To be done: Count the lines in the material below that contain the string "screen". Reply with the number only.

* begin Provided data *

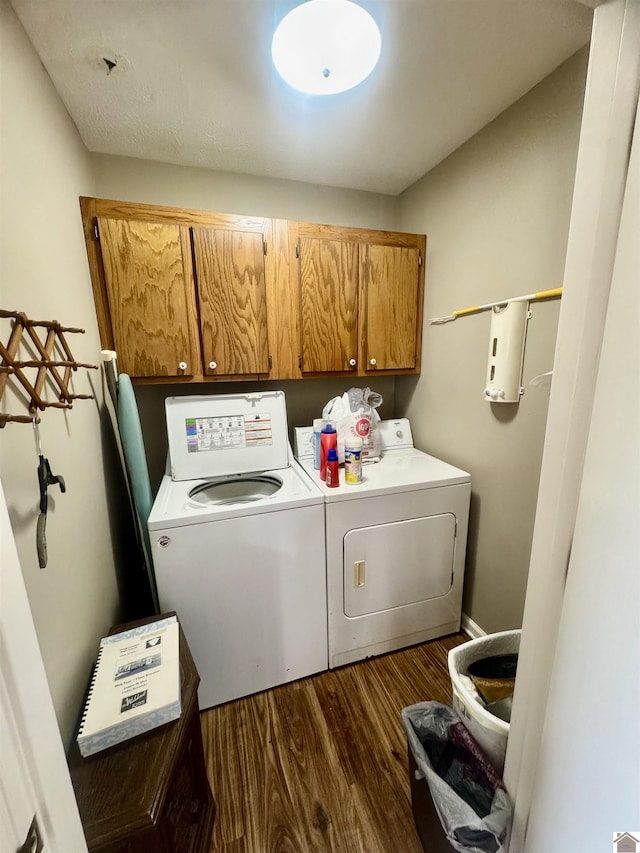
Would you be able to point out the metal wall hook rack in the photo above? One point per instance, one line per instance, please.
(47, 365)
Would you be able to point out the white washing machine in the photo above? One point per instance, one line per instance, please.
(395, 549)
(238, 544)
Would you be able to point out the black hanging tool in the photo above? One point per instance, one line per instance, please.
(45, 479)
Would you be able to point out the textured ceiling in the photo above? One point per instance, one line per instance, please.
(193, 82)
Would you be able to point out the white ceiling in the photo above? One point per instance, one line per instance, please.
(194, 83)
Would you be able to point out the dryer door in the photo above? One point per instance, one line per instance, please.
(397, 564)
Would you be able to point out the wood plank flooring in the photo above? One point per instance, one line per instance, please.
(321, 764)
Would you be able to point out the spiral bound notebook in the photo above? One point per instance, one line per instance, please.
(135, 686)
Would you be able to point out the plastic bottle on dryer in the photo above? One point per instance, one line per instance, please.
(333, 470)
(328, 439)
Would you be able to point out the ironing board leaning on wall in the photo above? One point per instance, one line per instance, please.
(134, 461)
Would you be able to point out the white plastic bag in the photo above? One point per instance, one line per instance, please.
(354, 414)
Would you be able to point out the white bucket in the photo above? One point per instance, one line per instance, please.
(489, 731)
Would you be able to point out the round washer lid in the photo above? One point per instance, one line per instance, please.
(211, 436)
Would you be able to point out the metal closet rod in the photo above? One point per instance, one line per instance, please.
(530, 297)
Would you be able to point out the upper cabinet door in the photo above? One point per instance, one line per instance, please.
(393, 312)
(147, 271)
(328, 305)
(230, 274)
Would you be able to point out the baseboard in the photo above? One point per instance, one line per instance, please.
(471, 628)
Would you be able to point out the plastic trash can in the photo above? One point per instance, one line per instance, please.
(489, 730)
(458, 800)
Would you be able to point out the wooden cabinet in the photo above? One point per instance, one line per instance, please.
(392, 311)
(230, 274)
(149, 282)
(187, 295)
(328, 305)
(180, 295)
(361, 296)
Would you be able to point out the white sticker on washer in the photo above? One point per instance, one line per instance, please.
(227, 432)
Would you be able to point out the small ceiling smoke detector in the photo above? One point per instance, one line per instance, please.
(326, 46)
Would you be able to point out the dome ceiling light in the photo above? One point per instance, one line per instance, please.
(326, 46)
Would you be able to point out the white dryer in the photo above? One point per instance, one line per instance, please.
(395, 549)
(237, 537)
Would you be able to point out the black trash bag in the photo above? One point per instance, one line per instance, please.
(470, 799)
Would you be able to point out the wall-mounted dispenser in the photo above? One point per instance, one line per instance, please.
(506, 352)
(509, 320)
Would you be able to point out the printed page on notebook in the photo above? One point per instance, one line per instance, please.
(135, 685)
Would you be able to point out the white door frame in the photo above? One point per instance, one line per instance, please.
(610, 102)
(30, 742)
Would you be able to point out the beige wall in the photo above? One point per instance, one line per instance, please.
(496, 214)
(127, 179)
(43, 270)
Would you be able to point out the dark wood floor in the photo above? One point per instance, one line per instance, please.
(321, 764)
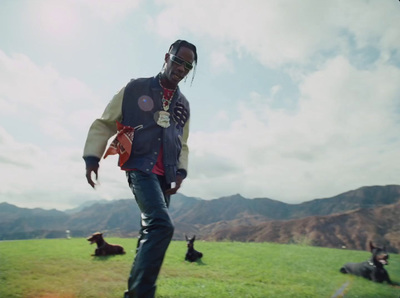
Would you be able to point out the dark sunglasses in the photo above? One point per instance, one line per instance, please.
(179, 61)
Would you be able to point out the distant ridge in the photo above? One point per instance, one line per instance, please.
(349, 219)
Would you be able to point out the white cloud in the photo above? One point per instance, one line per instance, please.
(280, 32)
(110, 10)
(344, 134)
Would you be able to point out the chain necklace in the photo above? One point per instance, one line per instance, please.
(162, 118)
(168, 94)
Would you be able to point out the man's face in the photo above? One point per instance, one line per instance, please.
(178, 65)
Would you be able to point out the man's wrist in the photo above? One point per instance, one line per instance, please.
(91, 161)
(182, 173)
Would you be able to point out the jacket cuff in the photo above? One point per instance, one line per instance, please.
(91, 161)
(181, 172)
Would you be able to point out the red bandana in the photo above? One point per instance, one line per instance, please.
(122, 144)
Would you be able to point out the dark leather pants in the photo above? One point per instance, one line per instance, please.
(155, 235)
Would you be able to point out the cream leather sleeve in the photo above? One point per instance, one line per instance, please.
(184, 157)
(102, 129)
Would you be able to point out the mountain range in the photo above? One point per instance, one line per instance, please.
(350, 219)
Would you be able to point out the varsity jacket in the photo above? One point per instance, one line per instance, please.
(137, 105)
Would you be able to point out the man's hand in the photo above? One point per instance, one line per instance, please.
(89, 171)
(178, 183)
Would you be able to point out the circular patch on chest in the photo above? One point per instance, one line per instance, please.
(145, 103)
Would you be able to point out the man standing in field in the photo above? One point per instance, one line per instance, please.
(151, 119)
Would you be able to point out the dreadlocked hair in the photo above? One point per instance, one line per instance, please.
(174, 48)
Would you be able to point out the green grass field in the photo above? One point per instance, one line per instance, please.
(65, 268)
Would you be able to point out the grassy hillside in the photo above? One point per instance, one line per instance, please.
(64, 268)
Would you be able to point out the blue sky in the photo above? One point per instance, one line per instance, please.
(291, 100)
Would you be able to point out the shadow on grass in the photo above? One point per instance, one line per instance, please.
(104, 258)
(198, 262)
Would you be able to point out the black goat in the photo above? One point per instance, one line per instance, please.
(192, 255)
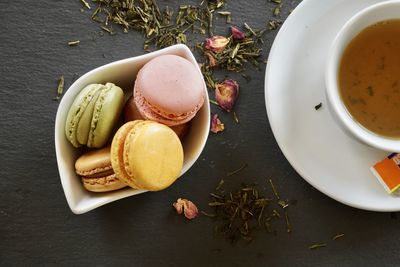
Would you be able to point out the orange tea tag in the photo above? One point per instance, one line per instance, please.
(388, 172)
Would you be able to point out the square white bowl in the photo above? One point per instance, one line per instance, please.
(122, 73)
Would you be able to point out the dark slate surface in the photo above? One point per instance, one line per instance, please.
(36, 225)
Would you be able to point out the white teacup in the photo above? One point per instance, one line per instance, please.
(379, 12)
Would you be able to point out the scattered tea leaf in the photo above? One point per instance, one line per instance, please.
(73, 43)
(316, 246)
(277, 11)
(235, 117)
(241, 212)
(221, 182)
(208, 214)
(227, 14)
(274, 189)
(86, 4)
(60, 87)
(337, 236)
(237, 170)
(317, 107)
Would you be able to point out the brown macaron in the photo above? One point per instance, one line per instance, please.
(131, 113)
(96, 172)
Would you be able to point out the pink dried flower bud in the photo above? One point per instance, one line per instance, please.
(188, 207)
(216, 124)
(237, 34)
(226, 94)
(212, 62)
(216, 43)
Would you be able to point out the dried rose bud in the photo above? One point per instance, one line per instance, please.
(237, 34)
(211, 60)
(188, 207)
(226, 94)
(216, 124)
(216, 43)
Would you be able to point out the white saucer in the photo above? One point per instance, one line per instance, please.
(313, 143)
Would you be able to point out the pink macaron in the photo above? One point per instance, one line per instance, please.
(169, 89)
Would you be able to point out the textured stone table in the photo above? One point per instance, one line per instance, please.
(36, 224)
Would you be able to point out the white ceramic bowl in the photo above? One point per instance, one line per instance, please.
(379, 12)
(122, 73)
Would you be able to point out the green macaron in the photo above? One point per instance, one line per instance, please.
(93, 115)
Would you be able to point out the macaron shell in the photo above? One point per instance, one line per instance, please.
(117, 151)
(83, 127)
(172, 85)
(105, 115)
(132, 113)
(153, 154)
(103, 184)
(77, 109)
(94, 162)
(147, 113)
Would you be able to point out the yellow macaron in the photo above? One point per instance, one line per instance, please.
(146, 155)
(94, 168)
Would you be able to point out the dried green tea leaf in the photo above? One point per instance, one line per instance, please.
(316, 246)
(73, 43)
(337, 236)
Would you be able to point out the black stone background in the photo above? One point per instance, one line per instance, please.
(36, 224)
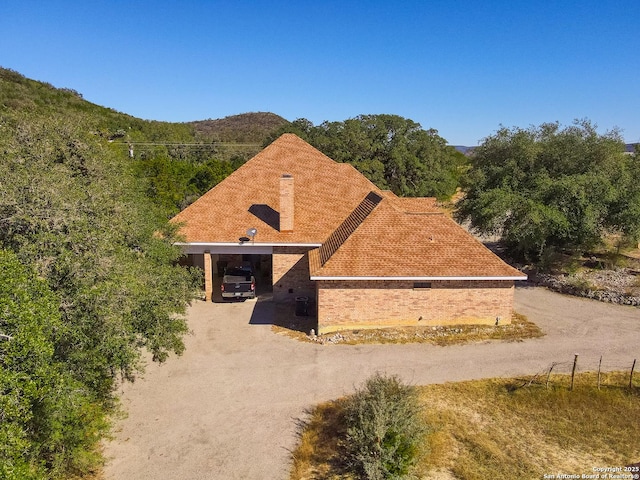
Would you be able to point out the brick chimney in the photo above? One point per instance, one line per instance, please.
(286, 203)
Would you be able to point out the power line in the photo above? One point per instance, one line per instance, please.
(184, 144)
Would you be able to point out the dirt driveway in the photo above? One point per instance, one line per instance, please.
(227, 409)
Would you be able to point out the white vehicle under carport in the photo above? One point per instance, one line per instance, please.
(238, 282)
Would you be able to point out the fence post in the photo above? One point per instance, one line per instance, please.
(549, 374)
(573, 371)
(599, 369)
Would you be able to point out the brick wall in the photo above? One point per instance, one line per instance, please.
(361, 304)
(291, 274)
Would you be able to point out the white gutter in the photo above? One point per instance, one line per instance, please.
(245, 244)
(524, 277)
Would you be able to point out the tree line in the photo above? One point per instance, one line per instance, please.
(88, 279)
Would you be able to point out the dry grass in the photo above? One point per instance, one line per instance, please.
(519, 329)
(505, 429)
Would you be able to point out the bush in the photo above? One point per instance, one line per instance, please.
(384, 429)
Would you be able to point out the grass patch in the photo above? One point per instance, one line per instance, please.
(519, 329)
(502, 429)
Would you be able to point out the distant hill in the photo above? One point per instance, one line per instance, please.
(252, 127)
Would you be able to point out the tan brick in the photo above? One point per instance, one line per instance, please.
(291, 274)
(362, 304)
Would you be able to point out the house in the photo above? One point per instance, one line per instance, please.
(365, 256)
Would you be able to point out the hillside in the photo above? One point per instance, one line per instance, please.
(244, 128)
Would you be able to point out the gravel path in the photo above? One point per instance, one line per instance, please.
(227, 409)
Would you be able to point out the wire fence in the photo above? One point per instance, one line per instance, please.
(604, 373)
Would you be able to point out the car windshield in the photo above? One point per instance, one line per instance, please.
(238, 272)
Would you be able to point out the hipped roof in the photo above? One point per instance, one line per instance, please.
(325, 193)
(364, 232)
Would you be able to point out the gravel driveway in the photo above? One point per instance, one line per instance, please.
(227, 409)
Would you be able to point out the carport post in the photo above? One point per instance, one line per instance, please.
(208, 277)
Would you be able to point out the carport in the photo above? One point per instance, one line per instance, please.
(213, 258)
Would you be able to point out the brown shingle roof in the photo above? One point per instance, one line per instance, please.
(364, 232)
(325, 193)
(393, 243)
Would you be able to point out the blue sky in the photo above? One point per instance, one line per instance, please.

* end Provided data *
* begin Provided data *

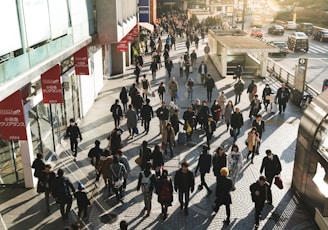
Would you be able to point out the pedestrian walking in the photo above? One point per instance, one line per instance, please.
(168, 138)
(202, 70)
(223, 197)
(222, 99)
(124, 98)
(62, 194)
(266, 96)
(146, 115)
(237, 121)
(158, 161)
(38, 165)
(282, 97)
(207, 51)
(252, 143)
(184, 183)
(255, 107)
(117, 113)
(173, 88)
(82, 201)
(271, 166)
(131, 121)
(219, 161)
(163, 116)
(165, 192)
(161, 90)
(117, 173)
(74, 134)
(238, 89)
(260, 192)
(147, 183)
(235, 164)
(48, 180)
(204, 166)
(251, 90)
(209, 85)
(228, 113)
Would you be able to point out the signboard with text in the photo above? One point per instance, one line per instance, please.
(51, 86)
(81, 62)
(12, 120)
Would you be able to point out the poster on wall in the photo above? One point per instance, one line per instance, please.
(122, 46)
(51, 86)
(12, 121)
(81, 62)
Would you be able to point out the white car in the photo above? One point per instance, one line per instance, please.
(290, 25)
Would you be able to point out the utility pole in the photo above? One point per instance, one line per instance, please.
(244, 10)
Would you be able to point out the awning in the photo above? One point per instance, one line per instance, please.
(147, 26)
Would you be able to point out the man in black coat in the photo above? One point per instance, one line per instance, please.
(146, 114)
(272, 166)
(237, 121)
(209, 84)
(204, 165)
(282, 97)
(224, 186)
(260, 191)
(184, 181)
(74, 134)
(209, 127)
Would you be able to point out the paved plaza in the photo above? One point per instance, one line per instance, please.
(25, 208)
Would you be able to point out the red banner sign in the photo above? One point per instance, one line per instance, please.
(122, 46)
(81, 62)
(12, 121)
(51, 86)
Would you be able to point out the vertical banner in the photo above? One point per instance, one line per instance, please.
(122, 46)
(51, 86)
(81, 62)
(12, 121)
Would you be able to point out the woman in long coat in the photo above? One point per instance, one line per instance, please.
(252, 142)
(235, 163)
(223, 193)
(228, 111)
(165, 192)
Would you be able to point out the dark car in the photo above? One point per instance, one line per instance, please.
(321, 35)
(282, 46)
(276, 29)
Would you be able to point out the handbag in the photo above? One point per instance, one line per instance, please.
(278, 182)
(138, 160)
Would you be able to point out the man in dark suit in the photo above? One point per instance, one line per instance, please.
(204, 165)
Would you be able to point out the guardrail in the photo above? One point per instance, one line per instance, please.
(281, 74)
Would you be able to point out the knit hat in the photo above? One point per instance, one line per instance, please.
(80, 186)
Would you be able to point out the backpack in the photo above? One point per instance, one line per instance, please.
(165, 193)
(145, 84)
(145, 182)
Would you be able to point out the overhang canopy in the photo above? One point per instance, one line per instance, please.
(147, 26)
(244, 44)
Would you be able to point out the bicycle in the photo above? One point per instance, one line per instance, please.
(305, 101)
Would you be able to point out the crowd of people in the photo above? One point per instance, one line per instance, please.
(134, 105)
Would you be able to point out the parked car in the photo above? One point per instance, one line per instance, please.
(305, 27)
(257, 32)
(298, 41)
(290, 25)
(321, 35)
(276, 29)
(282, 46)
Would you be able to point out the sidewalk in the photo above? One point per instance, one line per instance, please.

* end Provided data *
* begin Provided data *

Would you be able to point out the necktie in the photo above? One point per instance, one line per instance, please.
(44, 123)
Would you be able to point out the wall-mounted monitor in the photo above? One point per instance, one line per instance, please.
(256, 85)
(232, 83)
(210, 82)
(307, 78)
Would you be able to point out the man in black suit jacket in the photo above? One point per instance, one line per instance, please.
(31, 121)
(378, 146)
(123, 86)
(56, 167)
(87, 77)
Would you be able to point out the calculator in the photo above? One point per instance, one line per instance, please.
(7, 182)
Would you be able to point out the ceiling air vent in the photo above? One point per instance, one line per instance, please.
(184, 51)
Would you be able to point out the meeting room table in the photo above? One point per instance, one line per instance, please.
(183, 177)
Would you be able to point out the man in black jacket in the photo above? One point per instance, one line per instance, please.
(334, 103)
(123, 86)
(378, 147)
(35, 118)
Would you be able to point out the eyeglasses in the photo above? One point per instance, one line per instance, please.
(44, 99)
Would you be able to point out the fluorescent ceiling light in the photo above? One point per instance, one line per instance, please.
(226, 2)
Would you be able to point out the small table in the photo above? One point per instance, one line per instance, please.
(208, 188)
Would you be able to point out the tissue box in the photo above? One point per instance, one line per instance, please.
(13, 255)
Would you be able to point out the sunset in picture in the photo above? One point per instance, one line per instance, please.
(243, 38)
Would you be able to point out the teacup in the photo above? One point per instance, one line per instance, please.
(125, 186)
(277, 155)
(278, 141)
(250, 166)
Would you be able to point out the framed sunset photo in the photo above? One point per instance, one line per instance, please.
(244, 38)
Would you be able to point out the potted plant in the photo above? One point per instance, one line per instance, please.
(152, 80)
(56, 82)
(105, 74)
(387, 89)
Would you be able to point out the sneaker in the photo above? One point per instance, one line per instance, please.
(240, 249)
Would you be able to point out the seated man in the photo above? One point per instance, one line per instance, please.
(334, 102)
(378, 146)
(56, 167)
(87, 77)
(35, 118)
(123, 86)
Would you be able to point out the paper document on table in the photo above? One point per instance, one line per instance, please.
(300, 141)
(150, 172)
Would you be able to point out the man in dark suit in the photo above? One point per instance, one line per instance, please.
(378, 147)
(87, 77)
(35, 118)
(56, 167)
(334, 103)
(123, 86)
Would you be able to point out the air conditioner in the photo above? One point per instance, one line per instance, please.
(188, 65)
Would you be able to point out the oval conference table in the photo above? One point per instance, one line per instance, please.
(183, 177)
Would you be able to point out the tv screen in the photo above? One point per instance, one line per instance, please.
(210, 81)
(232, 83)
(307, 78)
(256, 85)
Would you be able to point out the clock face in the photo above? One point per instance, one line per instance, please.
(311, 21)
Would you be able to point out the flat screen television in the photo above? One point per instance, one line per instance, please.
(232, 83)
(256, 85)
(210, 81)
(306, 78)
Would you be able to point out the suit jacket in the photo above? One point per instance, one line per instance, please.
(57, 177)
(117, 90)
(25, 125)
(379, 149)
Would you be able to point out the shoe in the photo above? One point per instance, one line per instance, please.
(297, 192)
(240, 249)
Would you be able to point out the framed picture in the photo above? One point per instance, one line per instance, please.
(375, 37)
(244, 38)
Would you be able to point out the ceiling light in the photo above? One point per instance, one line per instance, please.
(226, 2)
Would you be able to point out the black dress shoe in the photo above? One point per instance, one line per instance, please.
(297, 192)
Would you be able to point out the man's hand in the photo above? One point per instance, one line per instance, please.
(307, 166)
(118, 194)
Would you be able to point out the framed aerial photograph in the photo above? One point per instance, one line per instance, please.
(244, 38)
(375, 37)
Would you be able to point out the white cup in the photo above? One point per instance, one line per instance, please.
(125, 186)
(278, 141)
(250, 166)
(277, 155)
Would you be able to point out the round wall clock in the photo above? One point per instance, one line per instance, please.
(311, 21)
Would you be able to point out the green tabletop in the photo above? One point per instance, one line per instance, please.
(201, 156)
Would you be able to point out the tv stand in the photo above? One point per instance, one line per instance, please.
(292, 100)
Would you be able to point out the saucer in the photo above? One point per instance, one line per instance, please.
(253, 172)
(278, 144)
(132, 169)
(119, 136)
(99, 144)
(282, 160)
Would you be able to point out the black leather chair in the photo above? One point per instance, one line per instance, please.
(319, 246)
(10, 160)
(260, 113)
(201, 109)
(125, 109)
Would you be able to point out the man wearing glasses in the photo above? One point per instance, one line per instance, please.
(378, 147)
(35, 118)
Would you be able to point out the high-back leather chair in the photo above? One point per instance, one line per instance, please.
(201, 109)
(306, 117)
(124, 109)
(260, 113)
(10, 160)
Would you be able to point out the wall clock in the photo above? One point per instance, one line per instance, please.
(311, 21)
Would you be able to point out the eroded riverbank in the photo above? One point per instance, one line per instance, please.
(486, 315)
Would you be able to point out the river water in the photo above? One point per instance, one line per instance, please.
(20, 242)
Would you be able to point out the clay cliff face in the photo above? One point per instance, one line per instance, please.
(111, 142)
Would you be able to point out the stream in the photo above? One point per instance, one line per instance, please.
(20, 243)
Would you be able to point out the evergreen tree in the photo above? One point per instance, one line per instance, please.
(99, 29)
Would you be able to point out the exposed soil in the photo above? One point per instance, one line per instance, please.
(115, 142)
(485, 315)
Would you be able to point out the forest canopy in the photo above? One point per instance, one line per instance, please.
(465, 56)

* end Provided data *

Task response: 2